HOW TO COMPLETE THIS TASK
Repeat exactly, and only, the lines of the entries below from the one with "Highlight bee's face." through the one with "Highlight abdomen.", both ends included.

DATASET EXCERPTS
┏━━
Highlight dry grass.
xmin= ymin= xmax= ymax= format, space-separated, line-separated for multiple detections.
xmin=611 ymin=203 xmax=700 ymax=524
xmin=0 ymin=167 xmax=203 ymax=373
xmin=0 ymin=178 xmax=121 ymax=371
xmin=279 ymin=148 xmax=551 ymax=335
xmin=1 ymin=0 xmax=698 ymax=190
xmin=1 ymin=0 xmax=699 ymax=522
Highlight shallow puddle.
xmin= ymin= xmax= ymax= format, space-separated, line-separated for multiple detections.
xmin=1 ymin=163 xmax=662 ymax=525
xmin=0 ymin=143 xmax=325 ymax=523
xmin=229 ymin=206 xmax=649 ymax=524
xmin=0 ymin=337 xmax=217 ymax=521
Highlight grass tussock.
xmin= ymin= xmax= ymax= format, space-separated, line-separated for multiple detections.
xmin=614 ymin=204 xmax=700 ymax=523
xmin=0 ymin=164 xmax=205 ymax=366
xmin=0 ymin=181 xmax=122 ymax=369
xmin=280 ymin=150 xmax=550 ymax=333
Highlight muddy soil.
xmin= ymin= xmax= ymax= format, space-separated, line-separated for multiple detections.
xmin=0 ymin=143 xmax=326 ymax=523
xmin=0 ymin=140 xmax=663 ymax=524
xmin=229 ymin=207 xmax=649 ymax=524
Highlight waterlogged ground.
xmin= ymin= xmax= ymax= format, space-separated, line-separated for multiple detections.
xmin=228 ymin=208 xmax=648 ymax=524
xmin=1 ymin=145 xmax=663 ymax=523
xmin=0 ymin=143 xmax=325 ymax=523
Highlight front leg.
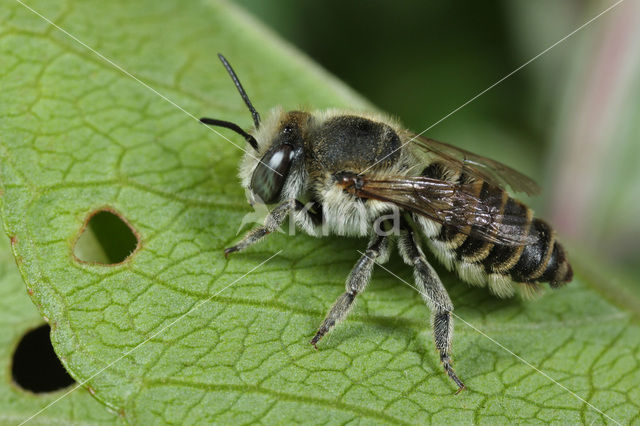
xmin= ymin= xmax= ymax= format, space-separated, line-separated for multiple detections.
xmin=225 ymin=199 xmax=296 ymax=257
xmin=310 ymin=231 xmax=390 ymax=348
xmin=398 ymin=222 xmax=465 ymax=393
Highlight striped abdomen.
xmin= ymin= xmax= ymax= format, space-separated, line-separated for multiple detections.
xmin=417 ymin=163 xmax=573 ymax=298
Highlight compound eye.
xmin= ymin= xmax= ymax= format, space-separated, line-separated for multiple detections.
xmin=250 ymin=144 xmax=295 ymax=204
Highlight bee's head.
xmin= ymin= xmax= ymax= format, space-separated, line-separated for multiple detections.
xmin=200 ymin=54 xmax=308 ymax=205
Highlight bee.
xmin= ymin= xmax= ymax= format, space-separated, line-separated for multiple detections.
xmin=200 ymin=54 xmax=573 ymax=393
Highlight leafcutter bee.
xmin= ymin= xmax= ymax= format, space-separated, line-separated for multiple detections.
xmin=200 ymin=54 xmax=573 ymax=393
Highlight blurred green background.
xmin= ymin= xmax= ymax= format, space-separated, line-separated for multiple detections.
xmin=234 ymin=0 xmax=640 ymax=280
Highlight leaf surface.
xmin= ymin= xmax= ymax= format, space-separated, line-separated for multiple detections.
xmin=0 ymin=227 xmax=117 ymax=424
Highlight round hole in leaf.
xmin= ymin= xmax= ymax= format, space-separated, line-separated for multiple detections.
xmin=12 ymin=324 xmax=76 ymax=393
xmin=74 ymin=209 xmax=139 ymax=264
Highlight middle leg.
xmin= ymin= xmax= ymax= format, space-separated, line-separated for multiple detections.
xmin=310 ymin=231 xmax=390 ymax=348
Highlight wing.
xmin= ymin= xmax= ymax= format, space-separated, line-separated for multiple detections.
xmin=338 ymin=174 xmax=535 ymax=246
xmin=408 ymin=133 xmax=540 ymax=196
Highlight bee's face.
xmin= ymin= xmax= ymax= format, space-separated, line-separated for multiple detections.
xmin=248 ymin=111 xmax=310 ymax=204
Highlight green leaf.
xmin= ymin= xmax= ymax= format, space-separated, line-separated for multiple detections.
xmin=1 ymin=0 xmax=639 ymax=424
xmin=0 ymin=227 xmax=117 ymax=424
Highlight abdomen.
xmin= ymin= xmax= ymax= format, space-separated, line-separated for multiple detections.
xmin=415 ymin=164 xmax=573 ymax=298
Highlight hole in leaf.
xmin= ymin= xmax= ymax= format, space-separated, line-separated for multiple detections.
xmin=74 ymin=209 xmax=139 ymax=264
xmin=12 ymin=324 xmax=76 ymax=393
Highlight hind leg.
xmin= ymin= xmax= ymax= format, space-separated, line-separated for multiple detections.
xmin=398 ymin=224 xmax=465 ymax=393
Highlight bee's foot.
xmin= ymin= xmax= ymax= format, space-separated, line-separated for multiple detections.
xmin=454 ymin=384 xmax=466 ymax=395
xmin=224 ymin=246 xmax=240 ymax=258
xmin=441 ymin=354 xmax=465 ymax=394
xmin=309 ymin=334 xmax=322 ymax=350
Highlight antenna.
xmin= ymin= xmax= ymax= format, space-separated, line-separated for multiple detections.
xmin=217 ymin=53 xmax=261 ymax=129
xmin=199 ymin=117 xmax=259 ymax=151
xmin=200 ymin=54 xmax=262 ymax=151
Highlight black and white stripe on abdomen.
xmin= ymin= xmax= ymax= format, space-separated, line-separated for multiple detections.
xmin=418 ymin=162 xmax=572 ymax=297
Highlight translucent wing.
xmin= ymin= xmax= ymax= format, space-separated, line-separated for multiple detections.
xmin=339 ymin=174 xmax=535 ymax=246
xmin=408 ymin=134 xmax=540 ymax=195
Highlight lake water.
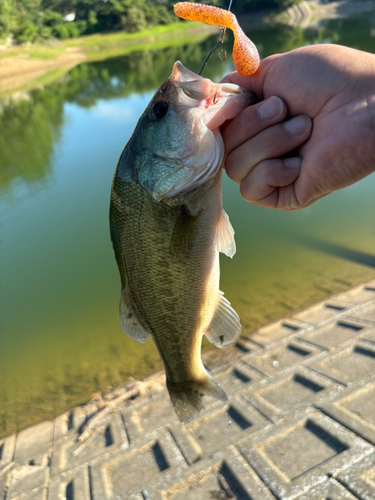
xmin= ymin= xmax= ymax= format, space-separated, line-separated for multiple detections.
xmin=1 ymin=14 xmax=375 ymax=438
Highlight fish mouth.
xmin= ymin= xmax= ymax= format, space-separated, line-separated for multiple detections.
xmin=171 ymin=61 xmax=244 ymax=96
xmin=170 ymin=61 xmax=254 ymax=130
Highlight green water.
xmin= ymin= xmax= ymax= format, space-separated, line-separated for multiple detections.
xmin=1 ymin=15 xmax=375 ymax=438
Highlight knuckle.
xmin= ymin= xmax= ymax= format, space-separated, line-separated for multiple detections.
xmin=225 ymin=154 xmax=242 ymax=183
xmin=239 ymin=179 xmax=253 ymax=202
xmin=260 ymin=159 xmax=275 ymax=176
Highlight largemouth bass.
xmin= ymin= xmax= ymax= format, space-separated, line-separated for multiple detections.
xmin=110 ymin=62 xmax=253 ymax=423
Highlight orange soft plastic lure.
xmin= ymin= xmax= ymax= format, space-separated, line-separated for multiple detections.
xmin=174 ymin=2 xmax=259 ymax=76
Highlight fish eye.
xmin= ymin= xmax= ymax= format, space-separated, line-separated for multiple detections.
xmin=152 ymin=101 xmax=168 ymax=119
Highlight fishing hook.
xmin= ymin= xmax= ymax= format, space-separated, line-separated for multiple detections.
xmin=198 ymin=0 xmax=234 ymax=76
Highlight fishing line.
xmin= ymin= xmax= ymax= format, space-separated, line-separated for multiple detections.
xmin=198 ymin=0 xmax=233 ymax=76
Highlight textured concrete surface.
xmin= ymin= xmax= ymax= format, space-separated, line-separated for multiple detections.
xmin=1 ymin=280 xmax=375 ymax=499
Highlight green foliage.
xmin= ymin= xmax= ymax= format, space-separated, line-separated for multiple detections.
xmin=40 ymin=0 xmax=76 ymax=16
xmin=120 ymin=7 xmax=146 ymax=33
xmin=53 ymin=23 xmax=69 ymax=39
xmin=11 ymin=0 xmax=41 ymax=42
xmin=14 ymin=20 xmax=39 ymax=43
xmin=39 ymin=25 xmax=51 ymax=39
xmin=87 ymin=9 xmax=98 ymax=29
xmin=5 ymin=0 xmax=302 ymax=45
xmin=42 ymin=9 xmax=63 ymax=27
xmin=6 ymin=0 xmax=184 ymax=43
xmin=0 ymin=0 xmax=12 ymax=39
xmin=42 ymin=8 xmax=81 ymax=38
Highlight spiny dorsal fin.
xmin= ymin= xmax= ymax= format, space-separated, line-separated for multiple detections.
xmin=216 ymin=209 xmax=236 ymax=258
xmin=205 ymin=291 xmax=241 ymax=348
xmin=120 ymin=292 xmax=150 ymax=343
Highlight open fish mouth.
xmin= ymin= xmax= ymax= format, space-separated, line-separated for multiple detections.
xmin=170 ymin=61 xmax=253 ymax=131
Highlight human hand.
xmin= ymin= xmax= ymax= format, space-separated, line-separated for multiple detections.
xmin=221 ymin=44 xmax=375 ymax=209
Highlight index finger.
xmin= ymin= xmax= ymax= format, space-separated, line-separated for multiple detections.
xmin=221 ymin=70 xmax=264 ymax=100
xmin=220 ymin=55 xmax=276 ymax=98
xmin=220 ymin=70 xmax=256 ymax=87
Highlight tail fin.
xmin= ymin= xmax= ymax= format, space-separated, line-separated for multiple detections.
xmin=166 ymin=372 xmax=227 ymax=423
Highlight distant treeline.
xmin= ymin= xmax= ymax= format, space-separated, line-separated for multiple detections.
xmin=0 ymin=0 xmax=297 ymax=44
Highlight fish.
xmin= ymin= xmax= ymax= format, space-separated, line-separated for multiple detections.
xmin=109 ymin=61 xmax=254 ymax=423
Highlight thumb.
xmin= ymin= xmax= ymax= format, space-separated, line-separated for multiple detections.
xmin=220 ymin=56 xmax=275 ymax=100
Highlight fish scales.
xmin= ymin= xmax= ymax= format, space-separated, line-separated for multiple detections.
xmin=111 ymin=172 xmax=221 ymax=378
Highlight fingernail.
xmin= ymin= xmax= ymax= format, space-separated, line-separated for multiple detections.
xmin=258 ymin=96 xmax=283 ymax=120
xmin=284 ymin=115 xmax=311 ymax=136
xmin=284 ymin=157 xmax=302 ymax=169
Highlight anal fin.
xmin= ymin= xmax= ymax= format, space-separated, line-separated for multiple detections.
xmin=216 ymin=209 xmax=236 ymax=258
xmin=120 ymin=292 xmax=150 ymax=343
xmin=205 ymin=291 xmax=241 ymax=348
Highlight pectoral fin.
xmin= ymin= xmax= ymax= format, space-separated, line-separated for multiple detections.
xmin=216 ymin=209 xmax=236 ymax=258
xmin=205 ymin=291 xmax=241 ymax=348
xmin=120 ymin=292 xmax=150 ymax=343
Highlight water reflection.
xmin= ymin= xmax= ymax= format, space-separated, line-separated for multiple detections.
xmin=249 ymin=15 xmax=375 ymax=57
xmin=1 ymin=15 xmax=375 ymax=438
xmin=0 ymin=38 xmax=230 ymax=194
xmin=0 ymin=90 xmax=63 ymax=193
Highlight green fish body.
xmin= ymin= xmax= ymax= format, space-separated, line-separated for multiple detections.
xmin=110 ymin=62 xmax=253 ymax=422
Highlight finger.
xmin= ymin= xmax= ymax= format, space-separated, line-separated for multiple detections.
xmin=220 ymin=70 xmax=262 ymax=93
xmin=220 ymin=70 xmax=257 ymax=87
xmin=220 ymin=55 xmax=277 ymax=97
xmin=226 ymin=114 xmax=312 ymax=184
xmin=221 ymin=71 xmax=264 ymax=101
xmin=239 ymin=157 xmax=302 ymax=209
xmin=222 ymin=96 xmax=287 ymax=155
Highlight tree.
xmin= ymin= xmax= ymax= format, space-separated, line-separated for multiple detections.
xmin=12 ymin=0 xmax=43 ymax=43
xmin=41 ymin=0 xmax=77 ymax=16
xmin=0 ymin=0 xmax=12 ymax=40
xmin=6 ymin=0 xmax=302 ymax=44
xmin=121 ymin=7 xmax=146 ymax=33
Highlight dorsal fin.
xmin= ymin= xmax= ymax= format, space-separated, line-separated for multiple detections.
xmin=205 ymin=291 xmax=241 ymax=348
xmin=216 ymin=209 xmax=236 ymax=258
xmin=120 ymin=292 xmax=150 ymax=343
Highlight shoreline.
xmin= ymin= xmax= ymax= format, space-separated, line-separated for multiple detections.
xmin=0 ymin=22 xmax=217 ymax=96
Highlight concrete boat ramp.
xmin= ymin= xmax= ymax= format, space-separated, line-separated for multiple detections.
xmin=2 ymin=281 xmax=375 ymax=499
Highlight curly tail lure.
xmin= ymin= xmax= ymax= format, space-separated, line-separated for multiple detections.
xmin=174 ymin=2 xmax=260 ymax=76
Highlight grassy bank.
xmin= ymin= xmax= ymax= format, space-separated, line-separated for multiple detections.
xmin=77 ymin=22 xmax=217 ymax=62
xmin=0 ymin=21 xmax=216 ymax=96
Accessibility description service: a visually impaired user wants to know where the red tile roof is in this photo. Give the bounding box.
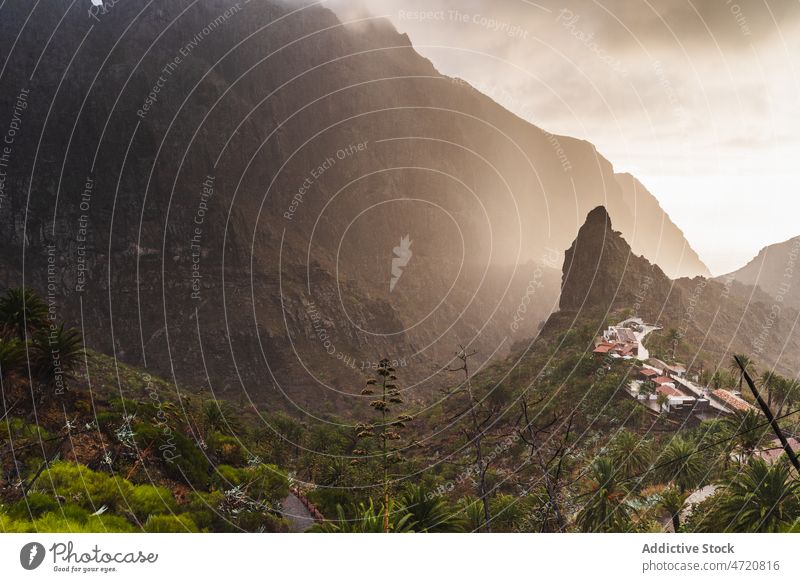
┗━━
TASK RESULT
Highlight bee's face.
xmin= ymin= xmax= ymax= format, space-separated, line-separated for multiple detections.
xmin=248 ymin=111 xmax=310 ymax=204
Highlight green leaf.
xmin= ymin= xmax= ymax= format, space-separated, line-separated for multiple detections.
xmin=1 ymin=0 xmax=639 ymax=424
xmin=0 ymin=227 xmax=117 ymax=424
Highlight abdomen.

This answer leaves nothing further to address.